Exactly repeat all the records below, omitting the images they hold.

── INFORMATION PROVIDED ──

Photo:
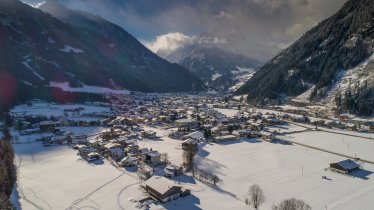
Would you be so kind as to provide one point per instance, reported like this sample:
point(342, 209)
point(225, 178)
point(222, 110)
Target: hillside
point(217, 68)
point(37, 48)
point(317, 61)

───

WORKED ANSWER
Photo:
Would you be so kind as to provide one point per instance, reported like this sample:
point(342, 209)
point(225, 178)
point(222, 110)
Target: hillside
point(217, 68)
point(37, 48)
point(317, 61)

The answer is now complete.